[Dataset entries]

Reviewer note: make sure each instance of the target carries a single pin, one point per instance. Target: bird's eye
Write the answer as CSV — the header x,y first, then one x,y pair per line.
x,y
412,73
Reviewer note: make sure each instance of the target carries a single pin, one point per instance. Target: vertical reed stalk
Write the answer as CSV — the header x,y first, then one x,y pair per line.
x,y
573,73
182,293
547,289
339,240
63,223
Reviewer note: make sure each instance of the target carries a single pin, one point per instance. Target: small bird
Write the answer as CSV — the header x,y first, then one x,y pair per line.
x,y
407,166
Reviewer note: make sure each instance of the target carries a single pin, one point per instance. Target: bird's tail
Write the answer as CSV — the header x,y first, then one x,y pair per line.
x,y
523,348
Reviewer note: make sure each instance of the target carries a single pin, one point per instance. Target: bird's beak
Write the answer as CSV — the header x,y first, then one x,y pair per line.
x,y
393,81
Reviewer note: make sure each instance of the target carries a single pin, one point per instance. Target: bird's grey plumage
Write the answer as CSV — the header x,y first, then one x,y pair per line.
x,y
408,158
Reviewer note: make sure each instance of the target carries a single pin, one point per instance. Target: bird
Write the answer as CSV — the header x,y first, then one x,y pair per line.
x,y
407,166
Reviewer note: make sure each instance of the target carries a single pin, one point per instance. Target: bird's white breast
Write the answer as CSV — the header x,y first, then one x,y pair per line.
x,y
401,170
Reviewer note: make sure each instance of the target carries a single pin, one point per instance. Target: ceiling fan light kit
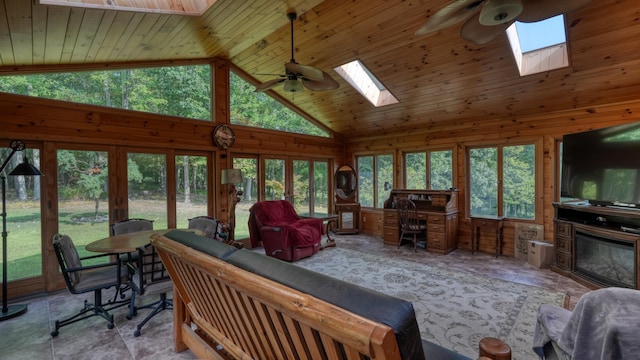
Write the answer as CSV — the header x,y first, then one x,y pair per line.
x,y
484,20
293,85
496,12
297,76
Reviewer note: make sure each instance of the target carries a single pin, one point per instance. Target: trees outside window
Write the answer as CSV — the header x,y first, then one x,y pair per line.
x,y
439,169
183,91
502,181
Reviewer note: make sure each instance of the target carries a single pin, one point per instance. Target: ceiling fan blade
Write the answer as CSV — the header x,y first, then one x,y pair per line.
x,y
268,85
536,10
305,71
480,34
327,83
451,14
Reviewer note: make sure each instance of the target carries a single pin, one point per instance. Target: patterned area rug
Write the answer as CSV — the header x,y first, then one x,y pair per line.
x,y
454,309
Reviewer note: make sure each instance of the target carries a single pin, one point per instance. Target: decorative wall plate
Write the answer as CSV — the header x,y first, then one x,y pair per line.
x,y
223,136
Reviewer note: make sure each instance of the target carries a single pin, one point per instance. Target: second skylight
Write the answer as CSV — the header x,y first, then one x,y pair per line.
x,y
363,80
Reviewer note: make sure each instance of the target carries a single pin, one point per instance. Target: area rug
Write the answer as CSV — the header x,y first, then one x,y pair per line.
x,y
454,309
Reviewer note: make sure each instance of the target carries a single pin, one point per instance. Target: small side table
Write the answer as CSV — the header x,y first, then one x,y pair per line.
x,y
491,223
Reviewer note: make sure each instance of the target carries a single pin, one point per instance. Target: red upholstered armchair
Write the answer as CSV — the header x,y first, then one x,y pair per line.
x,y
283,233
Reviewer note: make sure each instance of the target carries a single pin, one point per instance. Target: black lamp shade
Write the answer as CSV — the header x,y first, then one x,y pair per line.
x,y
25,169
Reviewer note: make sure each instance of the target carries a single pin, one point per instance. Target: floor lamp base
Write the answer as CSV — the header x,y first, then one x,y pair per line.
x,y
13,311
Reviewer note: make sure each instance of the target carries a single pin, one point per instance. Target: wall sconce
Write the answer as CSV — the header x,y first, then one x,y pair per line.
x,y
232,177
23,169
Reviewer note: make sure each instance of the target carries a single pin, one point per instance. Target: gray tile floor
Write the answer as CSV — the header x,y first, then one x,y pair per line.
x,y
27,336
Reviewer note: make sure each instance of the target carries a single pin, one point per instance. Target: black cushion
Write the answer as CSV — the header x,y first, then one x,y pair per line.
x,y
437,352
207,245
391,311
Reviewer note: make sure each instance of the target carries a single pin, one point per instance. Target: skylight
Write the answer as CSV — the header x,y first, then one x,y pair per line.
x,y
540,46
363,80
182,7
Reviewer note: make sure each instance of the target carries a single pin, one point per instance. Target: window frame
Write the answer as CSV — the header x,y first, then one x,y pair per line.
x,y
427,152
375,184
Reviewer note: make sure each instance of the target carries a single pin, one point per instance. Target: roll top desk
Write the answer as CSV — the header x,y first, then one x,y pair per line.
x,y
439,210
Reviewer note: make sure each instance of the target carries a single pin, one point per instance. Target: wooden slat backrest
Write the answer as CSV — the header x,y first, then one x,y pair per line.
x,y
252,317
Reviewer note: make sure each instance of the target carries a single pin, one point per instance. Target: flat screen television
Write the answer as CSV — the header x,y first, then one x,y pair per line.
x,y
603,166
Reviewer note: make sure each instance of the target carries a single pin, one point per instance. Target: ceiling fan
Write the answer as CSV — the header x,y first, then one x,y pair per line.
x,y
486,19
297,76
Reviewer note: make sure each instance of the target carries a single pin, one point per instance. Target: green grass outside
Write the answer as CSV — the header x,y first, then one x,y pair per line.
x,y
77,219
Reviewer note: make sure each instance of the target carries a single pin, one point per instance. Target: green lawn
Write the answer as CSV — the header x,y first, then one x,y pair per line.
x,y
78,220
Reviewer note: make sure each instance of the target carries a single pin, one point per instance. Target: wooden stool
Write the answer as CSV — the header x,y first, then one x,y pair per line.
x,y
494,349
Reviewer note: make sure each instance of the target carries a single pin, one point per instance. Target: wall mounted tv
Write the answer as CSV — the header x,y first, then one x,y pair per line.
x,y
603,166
--
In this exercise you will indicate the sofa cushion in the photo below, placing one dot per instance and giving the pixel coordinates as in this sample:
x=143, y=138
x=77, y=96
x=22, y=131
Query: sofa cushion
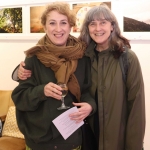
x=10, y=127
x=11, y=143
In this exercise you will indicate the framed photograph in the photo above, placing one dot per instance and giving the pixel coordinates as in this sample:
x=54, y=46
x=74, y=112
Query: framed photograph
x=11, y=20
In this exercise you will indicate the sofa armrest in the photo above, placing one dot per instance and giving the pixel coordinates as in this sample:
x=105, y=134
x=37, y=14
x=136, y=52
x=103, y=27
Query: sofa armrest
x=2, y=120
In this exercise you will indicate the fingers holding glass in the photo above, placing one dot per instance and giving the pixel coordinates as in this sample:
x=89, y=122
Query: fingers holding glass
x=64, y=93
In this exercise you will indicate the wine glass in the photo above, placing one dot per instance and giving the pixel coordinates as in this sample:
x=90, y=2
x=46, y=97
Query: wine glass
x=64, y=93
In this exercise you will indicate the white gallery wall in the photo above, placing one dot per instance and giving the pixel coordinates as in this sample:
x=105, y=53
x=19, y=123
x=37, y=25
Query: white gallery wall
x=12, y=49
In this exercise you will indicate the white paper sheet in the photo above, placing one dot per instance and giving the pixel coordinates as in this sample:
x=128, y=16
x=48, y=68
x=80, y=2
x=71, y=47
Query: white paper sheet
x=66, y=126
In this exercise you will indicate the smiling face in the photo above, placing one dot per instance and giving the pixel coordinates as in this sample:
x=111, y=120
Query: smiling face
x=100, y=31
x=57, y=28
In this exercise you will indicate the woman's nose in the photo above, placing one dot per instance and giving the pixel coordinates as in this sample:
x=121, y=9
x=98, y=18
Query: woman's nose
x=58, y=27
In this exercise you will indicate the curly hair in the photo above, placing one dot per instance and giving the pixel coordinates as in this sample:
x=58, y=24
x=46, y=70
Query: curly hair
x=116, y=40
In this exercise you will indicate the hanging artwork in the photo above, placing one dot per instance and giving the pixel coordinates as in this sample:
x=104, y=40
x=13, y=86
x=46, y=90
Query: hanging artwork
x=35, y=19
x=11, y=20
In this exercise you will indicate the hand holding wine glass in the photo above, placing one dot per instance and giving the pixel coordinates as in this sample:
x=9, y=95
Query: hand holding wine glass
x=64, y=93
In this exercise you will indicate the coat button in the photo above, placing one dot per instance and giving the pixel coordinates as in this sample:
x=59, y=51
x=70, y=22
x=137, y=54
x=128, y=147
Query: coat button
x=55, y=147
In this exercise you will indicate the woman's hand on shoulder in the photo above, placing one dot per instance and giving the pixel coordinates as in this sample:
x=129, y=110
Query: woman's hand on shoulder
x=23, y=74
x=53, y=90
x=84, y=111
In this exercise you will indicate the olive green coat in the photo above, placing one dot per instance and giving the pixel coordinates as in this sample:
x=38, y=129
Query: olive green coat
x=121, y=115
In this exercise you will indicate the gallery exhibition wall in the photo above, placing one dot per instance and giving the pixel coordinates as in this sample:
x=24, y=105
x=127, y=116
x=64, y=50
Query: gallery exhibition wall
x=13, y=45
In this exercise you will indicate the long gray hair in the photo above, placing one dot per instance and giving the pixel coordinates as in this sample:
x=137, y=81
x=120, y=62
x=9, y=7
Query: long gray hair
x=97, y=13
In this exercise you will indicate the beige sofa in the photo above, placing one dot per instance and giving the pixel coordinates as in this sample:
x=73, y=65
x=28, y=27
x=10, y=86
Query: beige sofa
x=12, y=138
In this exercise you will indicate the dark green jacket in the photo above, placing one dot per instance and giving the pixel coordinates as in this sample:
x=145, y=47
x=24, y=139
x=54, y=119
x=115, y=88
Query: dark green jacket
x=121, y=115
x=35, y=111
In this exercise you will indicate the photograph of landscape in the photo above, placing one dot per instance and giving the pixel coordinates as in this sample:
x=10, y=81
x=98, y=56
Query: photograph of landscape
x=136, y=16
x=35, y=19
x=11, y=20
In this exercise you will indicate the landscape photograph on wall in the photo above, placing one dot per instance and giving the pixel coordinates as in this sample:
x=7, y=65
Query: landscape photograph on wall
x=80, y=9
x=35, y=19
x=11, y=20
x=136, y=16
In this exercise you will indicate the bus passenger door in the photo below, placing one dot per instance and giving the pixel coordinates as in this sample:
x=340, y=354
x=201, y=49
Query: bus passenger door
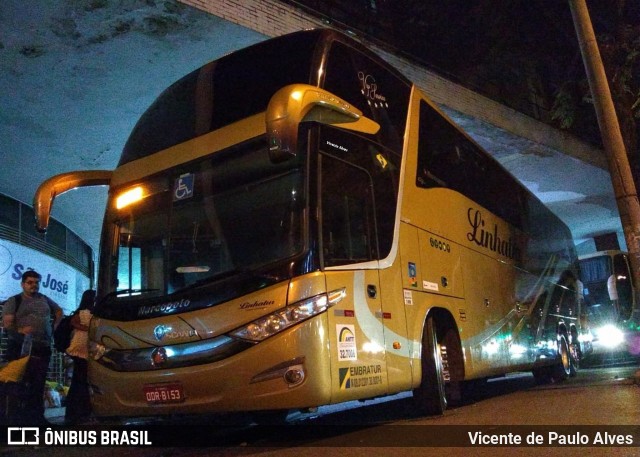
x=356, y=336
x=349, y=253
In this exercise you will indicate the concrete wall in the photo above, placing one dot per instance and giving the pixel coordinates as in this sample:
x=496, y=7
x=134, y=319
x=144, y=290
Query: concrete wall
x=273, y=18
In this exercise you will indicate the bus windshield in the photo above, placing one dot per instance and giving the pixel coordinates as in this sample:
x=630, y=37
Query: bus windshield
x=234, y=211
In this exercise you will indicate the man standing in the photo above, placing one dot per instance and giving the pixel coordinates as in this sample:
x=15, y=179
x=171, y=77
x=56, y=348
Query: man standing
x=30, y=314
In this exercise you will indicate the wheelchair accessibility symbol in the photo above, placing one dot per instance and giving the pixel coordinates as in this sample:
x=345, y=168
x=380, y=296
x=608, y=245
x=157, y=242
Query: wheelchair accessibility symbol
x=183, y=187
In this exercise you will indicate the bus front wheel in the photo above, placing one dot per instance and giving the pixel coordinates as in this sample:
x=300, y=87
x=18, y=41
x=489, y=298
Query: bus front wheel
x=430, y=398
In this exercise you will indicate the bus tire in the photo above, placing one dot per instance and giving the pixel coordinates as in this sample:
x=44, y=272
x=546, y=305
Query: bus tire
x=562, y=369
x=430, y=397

-- Aim of the exercise --
In the entries above, the lines from the one bearing "x=19, y=123" up to and including the one bearing "x=129, y=110" should be transcribed exactly; no other line is wanted.

-- Task answer --
x=19, y=123
x=37, y=25
Query: white gallery wall
x=12, y=49
In this exercise you will indicate the white paper sheet in the photo above, placing one dot per instance and giving the pixel coordinates as in this sample:
x=128, y=16
x=48, y=68
x=80, y=2
x=71, y=47
Query: white paper sheet
x=66, y=126
In this exercise you will indicate the smiling face in the photo above, placing one dot per instance and giving the pixel coordinates as in this sample:
x=111, y=120
Query: smiling face
x=100, y=31
x=57, y=28
In this exercise you will indicate the woman's nose in the photo above, placing one dot per instance and giving the pixel coordinates as in this sample:
x=121, y=9
x=98, y=18
Query: woman's nose
x=58, y=27
In this exercise you will indicate the curly hair in the photo above, placing one dot per instance and giving the pixel coordinates as in this sample:
x=58, y=24
x=46, y=70
Query: curly hair
x=116, y=40
In this exercise you will indicate the hanging artwork in the photo above, placing one dot per instance and giving the pixel coordinates as in this sample:
x=104, y=40
x=13, y=86
x=46, y=90
Query: hanging artwork
x=35, y=19
x=11, y=20
In this exercise you will indicate the hand holding wine glass in the photo above, placing one dot per instance and giving the pixel coordinates as in this sample:
x=9, y=95
Query: hand holding wine glass
x=64, y=93
In this exercise you will indicate the coat button in the photo above, placing one dot per instance and giving the pixel coordinates as in this sample:
x=59, y=51
x=70, y=22
x=137, y=54
x=128, y=147
Query: coat button
x=55, y=147
In this exercise you will indicate the woman's hand on shoulder in the photo above, placing one dot per instance and giving the pixel coordinates as in this sample:
x=129, y=110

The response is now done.